Monitoring and Observability

Alita Robot provides comprehensive monitoring capabilities including health checks, Prometheus metrics, and resource monitoring.

Health Endpoint

The health endpoint provides real-time status of the bot and its dependencies.

Endpoint

GET /health

Response Format

{
  "status": "healthy",
  "checks": {
    "database": true,
    "redis": true
  },
  "version": "1.0.0",
  "uptime": "24h30m15s"
}

Response Fields

Field	Type	Description
`status`	string	Overall health: `healthy` or `unhealthy`
`checks.database`	boolean	PostgreSQL connection status
`checks.redis`	boolean	Redis connection status
`version`	string	Bot version
`uptime`	string	Time since bot started

HTTP Status Codes

Code	Meaning
200	All systems healthy
503	One or more checks failed

Health Check Logic

The health check performs:

Database check: Pings PostgreSQL with a 2-second timeout
Redis check: Sets and gets a test key with a 2-second timeout

Both checks must pass for healthy status.

Given request 1 =
Answer these about the Alita Robot monitoring page:
(a) Which HTTP status code means one or more checks failed?
(b) How long is the timeout when the database check pings PostgreSQL?
(c) What type does the `uptime` field have?
Given request 2 =
Print the stretch of the Alita Robot monitoring page from "Monitoring and Observability" through "and its dependencies.".

Material shown =

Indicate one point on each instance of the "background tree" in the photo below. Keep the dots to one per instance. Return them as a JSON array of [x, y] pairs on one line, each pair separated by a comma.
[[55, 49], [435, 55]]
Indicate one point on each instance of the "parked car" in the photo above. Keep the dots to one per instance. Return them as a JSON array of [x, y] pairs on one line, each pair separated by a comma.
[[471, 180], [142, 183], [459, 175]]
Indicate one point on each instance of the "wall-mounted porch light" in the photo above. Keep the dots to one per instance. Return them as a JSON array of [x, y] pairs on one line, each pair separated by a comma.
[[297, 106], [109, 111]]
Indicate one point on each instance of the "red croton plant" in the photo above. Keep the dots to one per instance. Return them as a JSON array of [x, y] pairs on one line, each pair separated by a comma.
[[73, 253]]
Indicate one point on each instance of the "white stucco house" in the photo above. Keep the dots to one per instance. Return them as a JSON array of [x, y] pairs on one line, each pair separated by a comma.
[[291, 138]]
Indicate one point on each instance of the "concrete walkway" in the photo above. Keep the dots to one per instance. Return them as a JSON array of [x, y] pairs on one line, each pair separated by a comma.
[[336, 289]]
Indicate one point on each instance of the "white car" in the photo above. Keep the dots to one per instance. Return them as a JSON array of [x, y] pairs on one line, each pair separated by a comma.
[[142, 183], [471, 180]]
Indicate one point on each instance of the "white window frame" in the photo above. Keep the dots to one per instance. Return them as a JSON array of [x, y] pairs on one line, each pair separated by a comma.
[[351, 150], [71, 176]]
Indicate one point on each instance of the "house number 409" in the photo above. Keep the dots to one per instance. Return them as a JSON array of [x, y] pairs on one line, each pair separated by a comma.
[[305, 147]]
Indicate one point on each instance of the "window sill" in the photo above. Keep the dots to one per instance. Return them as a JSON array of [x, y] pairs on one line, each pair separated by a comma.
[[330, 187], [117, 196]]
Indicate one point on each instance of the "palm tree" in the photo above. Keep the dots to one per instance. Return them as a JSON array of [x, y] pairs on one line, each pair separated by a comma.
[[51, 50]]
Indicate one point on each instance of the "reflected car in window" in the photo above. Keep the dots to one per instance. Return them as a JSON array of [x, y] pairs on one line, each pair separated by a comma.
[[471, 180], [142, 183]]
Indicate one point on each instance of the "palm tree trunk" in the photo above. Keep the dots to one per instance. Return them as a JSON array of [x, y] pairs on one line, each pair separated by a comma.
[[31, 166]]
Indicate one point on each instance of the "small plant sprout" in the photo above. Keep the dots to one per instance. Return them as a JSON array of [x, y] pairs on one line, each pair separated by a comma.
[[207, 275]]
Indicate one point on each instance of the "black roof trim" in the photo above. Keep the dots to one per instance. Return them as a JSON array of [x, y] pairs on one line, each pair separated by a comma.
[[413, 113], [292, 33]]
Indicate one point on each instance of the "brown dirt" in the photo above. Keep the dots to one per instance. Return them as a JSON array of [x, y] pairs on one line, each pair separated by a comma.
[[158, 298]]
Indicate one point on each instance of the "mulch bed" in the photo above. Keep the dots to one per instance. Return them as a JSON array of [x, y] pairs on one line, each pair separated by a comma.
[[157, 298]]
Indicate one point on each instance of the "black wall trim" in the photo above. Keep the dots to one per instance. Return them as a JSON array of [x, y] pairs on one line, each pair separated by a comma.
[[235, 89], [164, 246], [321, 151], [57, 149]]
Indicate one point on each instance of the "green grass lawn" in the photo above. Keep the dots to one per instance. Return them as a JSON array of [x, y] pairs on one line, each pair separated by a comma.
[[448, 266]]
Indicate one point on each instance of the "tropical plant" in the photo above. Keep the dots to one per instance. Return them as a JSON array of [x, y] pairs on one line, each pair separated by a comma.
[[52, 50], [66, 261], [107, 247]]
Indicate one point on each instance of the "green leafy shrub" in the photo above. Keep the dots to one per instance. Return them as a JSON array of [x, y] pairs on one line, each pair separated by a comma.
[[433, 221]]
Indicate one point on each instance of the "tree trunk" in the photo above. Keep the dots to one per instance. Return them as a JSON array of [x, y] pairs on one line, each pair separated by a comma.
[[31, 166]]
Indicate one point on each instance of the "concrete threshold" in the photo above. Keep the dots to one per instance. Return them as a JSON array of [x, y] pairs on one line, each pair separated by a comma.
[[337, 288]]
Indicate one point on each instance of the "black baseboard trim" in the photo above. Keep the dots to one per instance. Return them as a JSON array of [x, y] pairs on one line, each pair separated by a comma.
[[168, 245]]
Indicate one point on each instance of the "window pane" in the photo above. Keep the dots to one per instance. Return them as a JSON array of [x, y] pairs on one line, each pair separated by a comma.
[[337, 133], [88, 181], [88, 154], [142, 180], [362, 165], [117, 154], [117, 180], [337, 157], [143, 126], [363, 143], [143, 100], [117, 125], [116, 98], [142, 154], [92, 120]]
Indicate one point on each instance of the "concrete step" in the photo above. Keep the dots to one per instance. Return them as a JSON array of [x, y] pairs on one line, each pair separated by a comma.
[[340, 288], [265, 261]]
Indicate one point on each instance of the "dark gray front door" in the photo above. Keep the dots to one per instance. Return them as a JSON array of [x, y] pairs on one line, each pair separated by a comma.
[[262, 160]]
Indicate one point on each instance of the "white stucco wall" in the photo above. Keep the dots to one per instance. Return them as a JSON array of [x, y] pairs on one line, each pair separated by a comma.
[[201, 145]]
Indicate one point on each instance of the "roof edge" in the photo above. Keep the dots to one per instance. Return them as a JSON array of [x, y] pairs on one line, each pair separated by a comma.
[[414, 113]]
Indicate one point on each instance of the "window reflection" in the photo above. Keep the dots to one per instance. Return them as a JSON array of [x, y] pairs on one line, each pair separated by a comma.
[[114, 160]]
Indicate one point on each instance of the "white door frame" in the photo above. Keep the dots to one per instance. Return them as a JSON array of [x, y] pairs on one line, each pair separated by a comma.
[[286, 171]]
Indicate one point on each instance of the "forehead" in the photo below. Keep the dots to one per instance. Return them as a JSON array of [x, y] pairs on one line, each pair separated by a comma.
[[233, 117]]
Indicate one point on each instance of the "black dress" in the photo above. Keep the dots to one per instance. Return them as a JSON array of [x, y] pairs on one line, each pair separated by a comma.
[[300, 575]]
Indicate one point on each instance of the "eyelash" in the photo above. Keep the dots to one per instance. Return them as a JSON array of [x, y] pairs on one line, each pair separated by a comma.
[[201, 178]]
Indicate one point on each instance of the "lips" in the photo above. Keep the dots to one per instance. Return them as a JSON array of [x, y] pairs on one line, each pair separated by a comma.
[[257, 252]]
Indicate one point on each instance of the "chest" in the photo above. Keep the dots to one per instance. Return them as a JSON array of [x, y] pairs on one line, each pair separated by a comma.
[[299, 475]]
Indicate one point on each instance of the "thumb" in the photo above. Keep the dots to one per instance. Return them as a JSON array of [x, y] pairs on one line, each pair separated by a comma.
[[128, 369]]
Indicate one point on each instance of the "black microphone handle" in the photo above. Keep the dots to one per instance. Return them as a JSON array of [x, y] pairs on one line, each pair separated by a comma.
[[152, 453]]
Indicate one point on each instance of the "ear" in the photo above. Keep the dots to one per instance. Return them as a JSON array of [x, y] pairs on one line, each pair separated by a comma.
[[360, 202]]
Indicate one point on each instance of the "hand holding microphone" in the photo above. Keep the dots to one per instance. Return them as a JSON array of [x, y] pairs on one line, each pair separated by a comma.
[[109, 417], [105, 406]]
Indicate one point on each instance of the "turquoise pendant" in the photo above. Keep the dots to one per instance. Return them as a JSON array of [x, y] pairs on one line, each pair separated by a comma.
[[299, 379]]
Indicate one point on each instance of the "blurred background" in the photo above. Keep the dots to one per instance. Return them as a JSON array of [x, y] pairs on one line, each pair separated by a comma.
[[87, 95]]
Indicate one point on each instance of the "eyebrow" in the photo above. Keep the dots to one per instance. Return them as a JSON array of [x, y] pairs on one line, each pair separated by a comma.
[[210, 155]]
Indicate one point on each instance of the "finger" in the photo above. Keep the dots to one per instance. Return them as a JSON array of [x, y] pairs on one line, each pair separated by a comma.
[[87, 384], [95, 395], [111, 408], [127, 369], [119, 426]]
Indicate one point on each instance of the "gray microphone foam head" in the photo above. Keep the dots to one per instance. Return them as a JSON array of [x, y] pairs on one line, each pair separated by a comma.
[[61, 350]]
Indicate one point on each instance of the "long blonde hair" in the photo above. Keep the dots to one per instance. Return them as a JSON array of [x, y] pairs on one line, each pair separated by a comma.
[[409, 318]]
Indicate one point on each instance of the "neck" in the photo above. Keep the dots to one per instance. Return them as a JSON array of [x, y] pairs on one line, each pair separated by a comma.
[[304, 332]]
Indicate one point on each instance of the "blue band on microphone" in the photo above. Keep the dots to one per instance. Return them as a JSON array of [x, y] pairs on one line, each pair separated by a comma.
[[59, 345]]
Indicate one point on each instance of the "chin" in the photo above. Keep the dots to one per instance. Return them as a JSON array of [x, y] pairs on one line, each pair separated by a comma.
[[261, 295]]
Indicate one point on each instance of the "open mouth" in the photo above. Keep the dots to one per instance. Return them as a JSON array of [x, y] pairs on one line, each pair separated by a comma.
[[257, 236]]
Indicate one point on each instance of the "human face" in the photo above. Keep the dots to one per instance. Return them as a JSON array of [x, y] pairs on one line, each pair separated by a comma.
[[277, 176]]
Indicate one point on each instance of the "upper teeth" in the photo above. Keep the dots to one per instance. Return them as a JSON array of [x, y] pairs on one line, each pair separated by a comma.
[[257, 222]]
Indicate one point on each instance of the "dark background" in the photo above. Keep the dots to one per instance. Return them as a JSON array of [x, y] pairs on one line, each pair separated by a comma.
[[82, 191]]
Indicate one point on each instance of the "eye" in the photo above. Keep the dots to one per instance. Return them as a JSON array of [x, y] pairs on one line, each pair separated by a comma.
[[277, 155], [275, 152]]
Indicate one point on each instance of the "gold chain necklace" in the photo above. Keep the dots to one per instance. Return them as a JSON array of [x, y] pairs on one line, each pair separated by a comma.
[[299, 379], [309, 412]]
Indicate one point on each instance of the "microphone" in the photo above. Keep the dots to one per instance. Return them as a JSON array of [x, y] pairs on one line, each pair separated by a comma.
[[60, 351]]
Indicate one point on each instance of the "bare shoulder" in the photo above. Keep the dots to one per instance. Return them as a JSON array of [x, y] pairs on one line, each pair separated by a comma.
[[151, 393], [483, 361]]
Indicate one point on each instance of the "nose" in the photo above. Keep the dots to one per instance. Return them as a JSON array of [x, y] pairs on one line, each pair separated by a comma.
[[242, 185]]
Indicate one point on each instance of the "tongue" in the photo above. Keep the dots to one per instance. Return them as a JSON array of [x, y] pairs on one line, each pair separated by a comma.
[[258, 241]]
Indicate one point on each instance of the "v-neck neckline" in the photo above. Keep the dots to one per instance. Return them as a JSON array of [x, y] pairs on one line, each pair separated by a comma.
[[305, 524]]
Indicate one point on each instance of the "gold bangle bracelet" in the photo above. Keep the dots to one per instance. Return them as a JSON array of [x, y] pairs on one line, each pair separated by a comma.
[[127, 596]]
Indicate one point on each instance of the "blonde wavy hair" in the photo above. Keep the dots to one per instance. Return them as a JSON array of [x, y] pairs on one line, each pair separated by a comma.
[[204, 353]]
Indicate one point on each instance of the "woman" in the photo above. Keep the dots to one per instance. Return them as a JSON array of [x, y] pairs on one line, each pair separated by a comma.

Task result 1 =
(a) 503
(b) 2 seconds
(c) string

Task result 2 =
Monitoring and Observability

Alita Robot provides comprehensive monitoring capabilities including health checks, Prometheus metrics, and resource monitoring.

Health Endpoint

The health endpoint provides real-time status of the bot and its dependencies.